◆ **WHAT YOU NEED TO DO**
• A. In the introduction below, how old was Blum's son when he first showed a fondness for dinosaurs?
• B. Decide whether each statement agrees with the introduction below, answering yes or no and quoting the deciding words: (i) Blum concludes that both nature and nurture must be considered to explain human behavior; (ii) Blum's son liked plant-eating dinosaurs as well as carnivores; (iii) the paper intends to support Blum's view.
___ EXTRACT
Introduction
Whenever an effort is made to explain anything that is found in nature, in most cases it is very important to approach such an undertaking from a scientific point of view. The experts in the science field set up experiments to give approval or disapproval to the hypotheses and come up with conclusions on what they have established to be a fact. When making efforts to explain something that is not tangible and that is much more complicated than the behavior of a human being, it is very much difficult to set up experiments that help to come up with conclusions after carrying out observations.
On some occasions, the problems that are complex can be solved easily when they are divided into smaller sections or pieces, thus, broken down into problems that are simpler so that there can be an easier approach to them. One such example is the use of the evolution of human beings to explain their behavior.
In the course of carrying out the consideration of the human behavior source, several people in most cases present arguments about the way the behavior of human beings is genetically encoded and the level at which this behavior is learned through the interaction with the environment as well as the interaction with the society. This is where we have the nature versus nurture debate which frequently comes in when carrying out the discussion about several aspects of the behavior of human beings.
Deborah Blum wrote an essay entitled “The gender blur: Where do biology end and society take over”. The author comes up with a conclusion that, in order to give an explanation to human behavior, nature, as well as nurture, must be taken into account.
Blum draws her conclusions basically from the childhood behavior together with her engagement in the discussions with other scientists. She made the observation of her son in which she established that the son, from his early age, had a fondness for the dinosaurs and at this time, he was only two and a half years of age. However, she made an observation that “he loved dinosaurs, but only the blood-swilling carnivores. Plant-eaters were wimps and losers, and he refused to wear a T-shirt marred by a picture of a stegosaur” (Blum 454). Blum learnt a lesson while at a tender age that each and every human being, not considering whether he is a male or she is a female was exactly the same under skin. After being able to bring up two sons she raised questions about the notion that the behavior of both the male gender and the female gender is completely given shape by the interaction the people have with society. This paper is going to reject Blums view and argue that gender is completely given shape by the social interactions among the human beings.
______
___ EXCERPTED DATA
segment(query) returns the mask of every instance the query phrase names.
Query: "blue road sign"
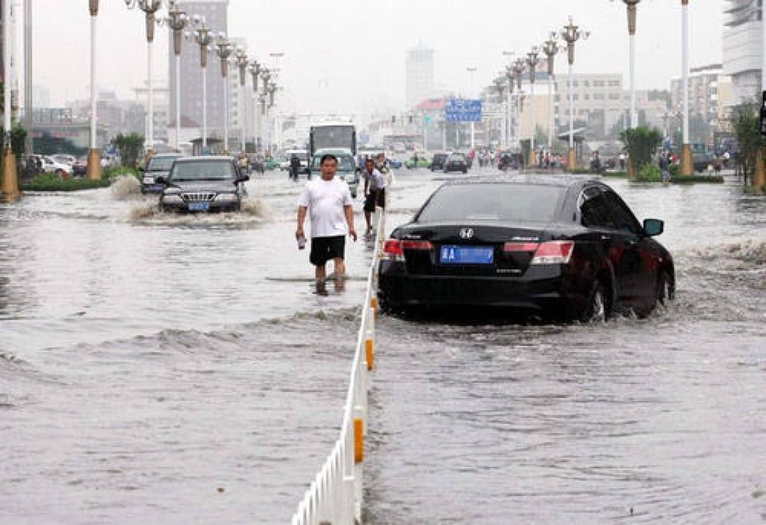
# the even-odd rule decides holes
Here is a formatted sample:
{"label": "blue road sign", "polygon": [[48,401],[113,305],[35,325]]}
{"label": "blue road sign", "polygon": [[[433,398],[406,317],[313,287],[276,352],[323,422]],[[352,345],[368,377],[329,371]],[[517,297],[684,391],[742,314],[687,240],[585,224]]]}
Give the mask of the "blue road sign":
{"label": "blue road sign", "polygon": [[444,108],[444,116],[448,122],[481,122],[481,100],[450,99]]}

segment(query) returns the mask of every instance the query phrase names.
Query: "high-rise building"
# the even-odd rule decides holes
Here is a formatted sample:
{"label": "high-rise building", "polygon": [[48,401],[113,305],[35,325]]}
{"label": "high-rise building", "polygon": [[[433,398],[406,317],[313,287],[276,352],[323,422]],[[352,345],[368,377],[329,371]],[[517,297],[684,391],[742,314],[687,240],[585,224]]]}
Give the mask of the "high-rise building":
{"label": "high-rise building", "polygon": [[[228,31],[229,0],[184,0],[182,7],[189,18],[205,18],[211,34]],[[173,35],[169,34],[169,78],[170,79],[170,114],[168,125],[175,125],[175,55]],[[212,47],[211,47],[212,51]],[[232,68],[230,68],[230,71]],[[221,77],[221,60],[211,53],[208,61],[208,134],[221,136],[224,129],[224,87]],[[200,48],[193,40],[184,40],[181,53],[181,127],[202,127],[202,69]]]}
{"label": "high-rise building", "polygon": [[434,50],[420,42],[407,51],[407,107],[411,109],[434,94]]}
{"label": "high-rise building", "polygon": [[732,77],[735,104],[756,98],[762,89],[761,3],[761,0],[725,0],[723,72]]}

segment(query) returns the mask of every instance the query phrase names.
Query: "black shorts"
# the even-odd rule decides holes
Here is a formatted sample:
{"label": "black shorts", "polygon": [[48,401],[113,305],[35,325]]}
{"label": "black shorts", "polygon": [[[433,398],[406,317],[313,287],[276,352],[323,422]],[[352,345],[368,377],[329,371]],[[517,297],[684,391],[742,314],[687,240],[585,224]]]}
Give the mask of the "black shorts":
{"label": "black shorts", "polygon": [[331,259],[344,259],[345,236],[335,237],[313,237],[311,240],[311,253],[309,260],[315,266],[323,266]]}
{"label": "black shorts", "polygon": [[[375,195],[378,195],[378,202],[375,203]],[[375,211],[375,204],[380,206],[381,208],[385,208],[385,188],[379,190],[378,191],[371,191],[367,194],[367,197],[365,199],[365,211],[368,211],[371,214]]]}

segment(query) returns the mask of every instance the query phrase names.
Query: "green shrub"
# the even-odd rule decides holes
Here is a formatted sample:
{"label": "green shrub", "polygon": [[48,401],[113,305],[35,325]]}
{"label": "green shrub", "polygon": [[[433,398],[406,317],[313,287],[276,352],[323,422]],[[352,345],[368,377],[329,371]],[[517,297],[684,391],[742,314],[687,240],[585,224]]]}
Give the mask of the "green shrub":
{"label": "green shrub", "polygon": [[637,180],[639,182],[661,182],[663,180],[662,170],[660,169],[660,166],[646,164],[638,172]]}
{"label": "green shrub", "polygon": [[79,191],[96,188],[107,188],[111,181],[103,178],[100,181],[89,181],[86,178],[70,178],[64,180],[52,173],[43,173],[33,178],[29,182],[21,185],[23,191]]}

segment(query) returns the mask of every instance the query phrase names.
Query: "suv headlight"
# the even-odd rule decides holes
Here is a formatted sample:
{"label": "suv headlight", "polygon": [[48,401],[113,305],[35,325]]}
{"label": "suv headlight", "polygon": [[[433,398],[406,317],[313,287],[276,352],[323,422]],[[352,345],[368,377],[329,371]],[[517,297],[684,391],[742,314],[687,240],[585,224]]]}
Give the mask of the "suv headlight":
{"label": "suv headlight", "polygon": [[215,196],[217,202],[237,202],[239,197],[235,193],[219,193]]}

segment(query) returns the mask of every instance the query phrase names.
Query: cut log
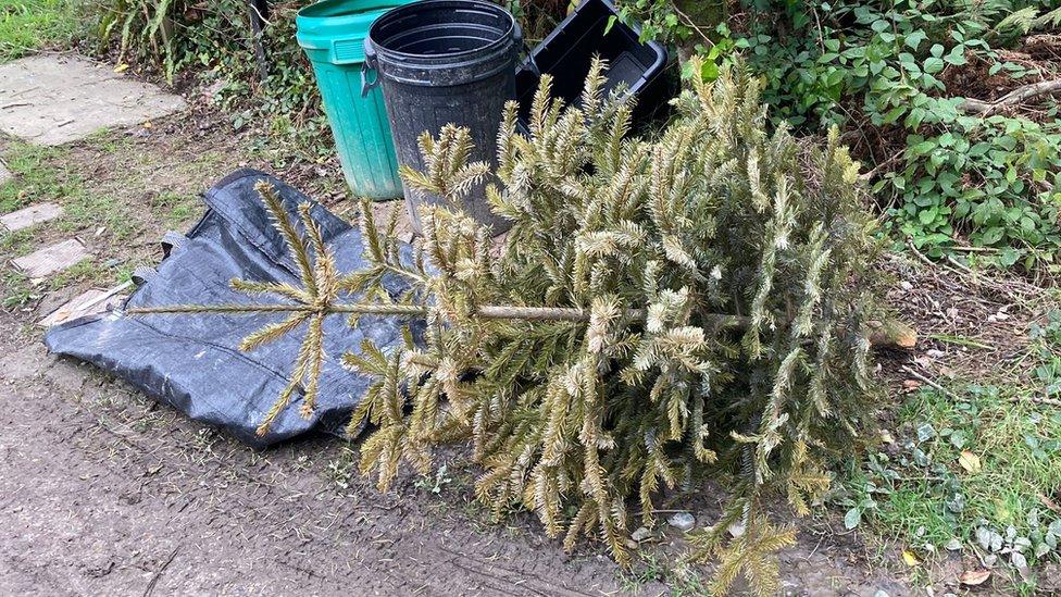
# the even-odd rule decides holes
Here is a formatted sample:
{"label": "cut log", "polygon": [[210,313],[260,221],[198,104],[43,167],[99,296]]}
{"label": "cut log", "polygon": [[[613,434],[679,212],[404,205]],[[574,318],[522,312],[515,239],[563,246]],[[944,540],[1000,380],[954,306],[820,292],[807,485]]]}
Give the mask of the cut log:
{"label": "cut log", "polygon": [[899,320],[871,321],[870,345],[874,348],[902,348],[918,345],[918,331]]}

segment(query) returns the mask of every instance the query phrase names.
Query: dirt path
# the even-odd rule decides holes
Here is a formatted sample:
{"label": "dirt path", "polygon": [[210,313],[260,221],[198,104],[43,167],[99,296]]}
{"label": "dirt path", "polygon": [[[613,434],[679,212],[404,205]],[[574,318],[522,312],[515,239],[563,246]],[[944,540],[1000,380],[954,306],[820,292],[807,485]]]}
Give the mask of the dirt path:
{"label": "dirt path", "polygon": [[[157,259],[161,233],[201,210],[189,197],[229,170],[270,170],[226,123],[203,122],[176,117],[49,153],[35,172],[57,179],[26,188],[74,197],[66,219],[0,245],[5,276],[13,254],[51,238],[77,235],[93,254],[91,268],[42,286],[3,278],[5,300],[17,300],[0,312],[0,595],[706,592],[708,571],[676,563],[684,542],[674,531],[624,572],[599,546],[565,555],[529,517],[490,523],[471,499],[474,470],[457,456],[437,493],[407,475],[380,494],[357,474],[357,444],[320,436],[255,452],[49,356],[33,325],[46,304],[113,283],[108,262]],[[0,150],[11,142],[0,139]],[[334,188],[315,181],[310,190],[324,189],[336,206]],[[714,503],[704,496],[694,505],[700,524]],[[782,556],[786,594],[910,593],[886,571],[867,570],[864,551],[827,521],[804,523],[800,544]]]}
{"label": "dirt path", "polygon": [[[254,452],[2,323],[0,594],[671,593],[525,518],[489,525],[459,470],[437,496],[379,494],[333,438]],[[803,536],[789,594],[904,594]]]}

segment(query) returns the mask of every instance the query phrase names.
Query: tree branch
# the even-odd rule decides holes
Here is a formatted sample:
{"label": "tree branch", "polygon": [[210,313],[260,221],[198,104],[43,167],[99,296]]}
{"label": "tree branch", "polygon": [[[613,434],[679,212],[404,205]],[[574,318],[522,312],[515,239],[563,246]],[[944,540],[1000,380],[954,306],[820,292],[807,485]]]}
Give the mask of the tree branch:
{"label": "tree branch", "polygon": [[969,98],[959,104],[958,108],[968,114],[990,116],[1007,105],[1021,103],[1038,96],[1057,94],[1058,91],[1061,91],[1061,78],[1018,87],[995,101],[983,101]]}

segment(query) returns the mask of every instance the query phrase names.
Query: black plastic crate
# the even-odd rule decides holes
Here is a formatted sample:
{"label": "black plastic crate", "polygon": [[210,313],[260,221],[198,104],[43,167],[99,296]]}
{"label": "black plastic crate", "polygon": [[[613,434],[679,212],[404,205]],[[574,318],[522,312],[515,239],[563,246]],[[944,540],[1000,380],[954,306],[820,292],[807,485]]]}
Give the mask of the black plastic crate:
{"label": "black plastic crate", "polygon": [[[582,95],[594,55],[608,61],[607,90],[624,84],[637,98],[635,119],[654,112],[664,102],[663,70],[667,62],[662,43],[639,41],[640,32],[617,20],[608,0],[584,0],[516,71],[521,124],[526,126],[539,72],[552,75],[553,97],[575,102]],[[608,23],[615,17],[611,29]],[[608,32],[607,34],[604,32]],[[535,69],[535,66],[537,69]]]}

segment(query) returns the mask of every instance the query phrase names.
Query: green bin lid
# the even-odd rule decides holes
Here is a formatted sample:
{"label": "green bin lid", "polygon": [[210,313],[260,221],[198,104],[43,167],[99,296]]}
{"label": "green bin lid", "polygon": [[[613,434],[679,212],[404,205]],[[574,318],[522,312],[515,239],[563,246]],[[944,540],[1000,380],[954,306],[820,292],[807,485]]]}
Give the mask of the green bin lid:
{"label": "green bin lid", "polygon": [[361,43],[372,23],[390,9],[412,1],[322,0],[299,10],[295,36],[308,50],[333,50],[333,62],[364,60]]}

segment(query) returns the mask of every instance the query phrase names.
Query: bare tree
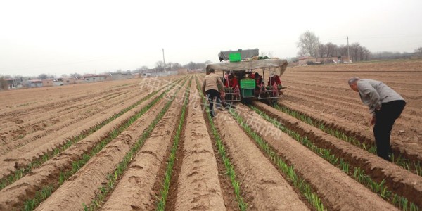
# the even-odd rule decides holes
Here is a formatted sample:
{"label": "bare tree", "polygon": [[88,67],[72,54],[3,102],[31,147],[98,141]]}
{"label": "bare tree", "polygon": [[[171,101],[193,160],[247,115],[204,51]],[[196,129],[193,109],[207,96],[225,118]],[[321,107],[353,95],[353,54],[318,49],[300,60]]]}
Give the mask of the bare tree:
{"label": "bare tree", "polygon": [[422,47],[418,47],[415,49],[415,53],[416,53],[416,54],[419,54],[419,56],[422,56]]}
{"label": "bare tree", "polygon": [[337,55],[335,55],[335,49],[337,49],[337,45],[333,44],[331,42],[328,42],[326,44],[325,44],[325,46],[326,55],[327,56],[327,57],[337,56]]}
{"label": "bare tree", "polygon": [[316,55],[318,56],[318,57],[319,58],[323,58],[325,55],[326,55],[326,46],[323,44],[320,44],[318,45],[318,51],[316,53]]}
{"label": "bare tree", "polygon": [[38,76],[38,79],[40,79],[40,80],[46,79],[47,78],[49,78],[49,76],[46,74],[45,74],[45,73],[40,74]]}
{"label": "bare tree", "polygon": [[304,49],[300,49],[298,52],[298,57],[304,57],[304,56],[306,56],[307,53],[306,52],[306,51],[305,51]]}
{"label": "bare tree", "polygon": [[164,71],[164,62],[162,60],[156,62],[155,69],[157,71]]}
{"label": "bare tree", "polygon": [[3,75],[0,75],[0,89],[8,89],[8,84]]}
{"label": "bare tree", "polygon": [[173,63],[173,65],[172,66],[172,68],[174,70],[177,70],[180,69],[181,68],[181,65],[178,63]]}
{"label": "bare tree", "polygon": [[319,45],[319,38],[313,32],[307,30],[299,37],[298,48],[302,51],[302,53],[306,52],[307,55],[316,57]]}

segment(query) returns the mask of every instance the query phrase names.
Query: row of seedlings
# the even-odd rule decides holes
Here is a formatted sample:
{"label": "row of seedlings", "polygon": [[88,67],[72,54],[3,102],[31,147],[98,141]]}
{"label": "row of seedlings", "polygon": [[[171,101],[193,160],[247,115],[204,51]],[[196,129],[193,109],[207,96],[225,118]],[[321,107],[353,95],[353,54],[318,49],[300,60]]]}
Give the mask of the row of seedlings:
{"label": "row of seedlings", "polygon": [[261,136],[254,132],[245,123],[245,120],[234,109],[230,108],[229,113],[246,134],[256,142],[260,148],[269,158],[273,164],[283,172],[284,177],[291,181],[293,186],[307,199],[308,203],[316,210],[326,210],[316,193],[313,191],[311,186],[295,172],[294,167],[283,160],[283,158],[279,156],[276,151]]}
{"label": "row of seedlings", "polygon": [[227,155],[227,153],[224,149],[224,145],[222,141],[222,139],[218,133],[215,125],[214,124],[214,122],[212,122],[212,119],[210,115],[210,108],[208,104],[207,103],[207,98],[205,98],[203,94],[202,93],[202,90],[200,85],[200,84],[198,77],[196,78],[196,80],[198,91],[203,101],[203,106],[205,107],[205,119],[208,120],[208,123],[210,124],[209,129],[211,130],[211,132],[214,136],[214,139],[215,140],[215,145],[218,148],[218,153],[222,157],[222,159],[224,163],[224,167],[226,167],[226,170],[227,171],[227,176],[230,179],[230,181],[231,182],[231,185],[234,191],[234,194],[236,198],[236,201],[238,202],[238,206],[241,210],[246,210],[246,209],[248,208],[248,204],[243,200],[243,198],[242,197],[242,191],[241,189],[240,184],[236,179],[234,166],[230,161],[230,158],[229,158],[229,156]]}
{"label": "row of seedlings", "polygon": [[[185,81],[181,87],[179,87],[178,89],[181,87],[184,87],[186,82],[186,81]],[[98,187],[99,191],[96,193],[96,196],[92,200],[91,203],[89,205],[85,205],[84,203],[82,204],[82,207],[84,210],[96,210],[101,208],[104,204],[104,200],[107,198],[107,197],[115,188],[117,182],[124,174],[135,155],[141,150],[142,146],[143,146],[143,143],[145,143],[145,141],[150,136],[157,124],[158,124],[160,120],[161,120],[162,117],[170,108],[170,106],[174,101],[177,92],[177,91],[174,92],[174,95],[173,95],[172,98],[165,103],[164,108],[162,108],[160,113],[158,113],[158,115],[153,120],[151,124],[150,124],[148,128],[143,131],[143,133],[136,141],[135,145],[126,153],[123,160],[120,162],[115,170],[107,177],[106,182],[105,182],[101,186]]]}
{"label": "row of seedlings", "polygon": [[191,77],[189,80],[189,84],[188,84],[188,87],[186,88],[184,94],[184,100],[183,101],[183,105],[181,108],[181,117],[179,120],[179,124],[177,124],[177,129],[176,131],[176,134],[174,137],[173,138],[173,145],[172,146],[172,149],[170,151],[170,154],[167,159],[167,165],[165,170],[164,180],[162,181],[162,188],[160,191],[160,197],[158,197],[157,204],[157,210],[165,210],[165,205],[167,199],[167,196],[169,195],[169,190],[170,186],[170,181],[172,181],[172,174],[173,174],[173,167],[174,166],[174,162],[176,160],[176,153],[177,151],[177,148],[179,147],[179,141],[180,140],[180,135],[182,132],[183,125],[186,123],[186,105],[188,104],[188,101],[189,98],[189,93],[190,93],[190,87],[192,84]]}
{"label": "row of seedlings", "polygon": [[315,153],[321,158],[329,162],[333,165],[337,167],[343,172],[357,180],[360,184],[368,187],[373,192],[380,196],[382,198],[391,203],[392,205],[402,210],[418,210],[418,207],[414,203],[409,202],[406,198],[393,193],[392,191],[388,189],[385,185],[385,181],[383,180],[381,182],[373,181],[369,175],[365,173],[364,170],[359,167],[353,167],[347,161],[341,158],[338,158],[335,155],[331,153],[330,150],[324,148],[320,148],[314,144],[307,137],[302,136],[299,133],[282,125],[277,120],[269,117],[265,113],[261,111],[259,108],[249,106],[255,113],[259,114],[264,120],[272,123],[275,127],[279,128],[283,132],[288,134],[295,140],[298,141],[303,146]]}
{"label": "row of seedlings", "polygon": [[74,145],[76,143],[78,143],[79,141],[85,139],[85,137],[92,134],[95,132],[101,129],[103,127],[104,127],[105,125],[111,122],[113,120],[117,119],[120,116],[122,115],[127,111],[135,108],[136,106],[141,104],[143,101],[149,99],[151,96],[155,95],[161,89],[153,91],[150,94],[147,95],[145,98],[138,101],[135,103],[122,110],[118,113],[115,113],[115,114],[113,115],[112,116],[110,116],[110,117],[108,117],[108,119],[97,124],[96,125],[94,125],[90,128],[88,128],[87,129],[84,130],[79,134],[75,136],[70,139],[68,139],[68,140],[66,142],[65,142],[64,144],[63,144],[62,146],[57,147],[52,151],[44,153],[42,155],[39,157],[37,159],[36,158],[35,160],[32,160],[26,166],[20,167],[14,172],[11,172],[8,176],[4,177],[3,179],[0,179],[0,190],[4,188],[7,186],[13,184],[13,182],[18,181],[18,179],[20,179],[20,178],[23,177],[25,175],[26,175],[29,172],[30,172],[33,169],[35,169],[35,168],[41,166],[42,164],[47,162],[50,159],[56,157],[60,153],[65,151],[71,146]]}
{"label": "row of seedlings", "polygon": [[[176,82],[179,82],[180,80]],[[175,83],[172,83],[172,85],[168,87],[164,92],[162,92],[160,95],[154,98],[150,103],[148,103],[146,107],[143,108],[139,113],[137,113],[135,115],[130,117],[127,121],[126,121],[124,124],[120,125],[119,127],[111,132],[108,136],[106,139],[102,140],[100,143],[96,145],[89,152],[87,152],[84,153],[80,159],[75,160],[72,162],[72,167],[68,170],[60,171],[59,173],[58,181],[57,184],[50,184],[44,186],[41,190],[37,191],[33,198],[27,200],[24,204],[23,207],[25,210],[33,210],[35,207],[39,205],[42,201],[45,200],[48,197],[51,195],[51,193],[58,188],[60,186],[61,186],[65,181],[66,181],[68,178],[70,178],[72,175],[76,173],[82,167],[83,167],[91,158],[96,155],[99,151],[101,151],[110,141],[117,137],[119,134],[120,134],[123,131],[124,131],[127,127],[129,127],[133,122],[134,122],[137,119],[139,119],[141,116],[142,116],[144,113],[146,113],[151,108],[152,108],[154,105],[155,105],[158,101],[160,101],[165,95],[176,84]],[[152,93],[151,96],[153,96],[154,94],[156,94],[158,91],[155,91]]]}
{"label": "row of seedlings", "polygon": [[[369,141],[359,141],[356,137],[348,135],[347,132],[340,130],[337,128],[333,127],[323,121],[319,121],[312,117],[305,115],[301,112],[291,109],[286,106],[276,104],[274,108],[283,113],[285,113],[299,120],[301,120],[307,124],[319,128],[322,132],[331,134],[340,140],[349,142],[362,149],[364,149],[372,154],[376,155],[376,146],[373,142]],[[421,165],[421,161],[419,160],[411,160],[407,158],[404,155],[402,155],[398,152],[396,154],[392,155],[392,162],[395,163],[398,166],[403,167],[418,176],[422,176],[422,166]]]}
______
◆ **PER-TASK OUTPUTS**
• A. He was two and a half years old.

• B.
(i) Yes: "nature, as well as nurture, must be taken into account."
(ii) No: "Plant-eaters were wimps and losers"
(iii) No: "This paper is going to reject Blums view"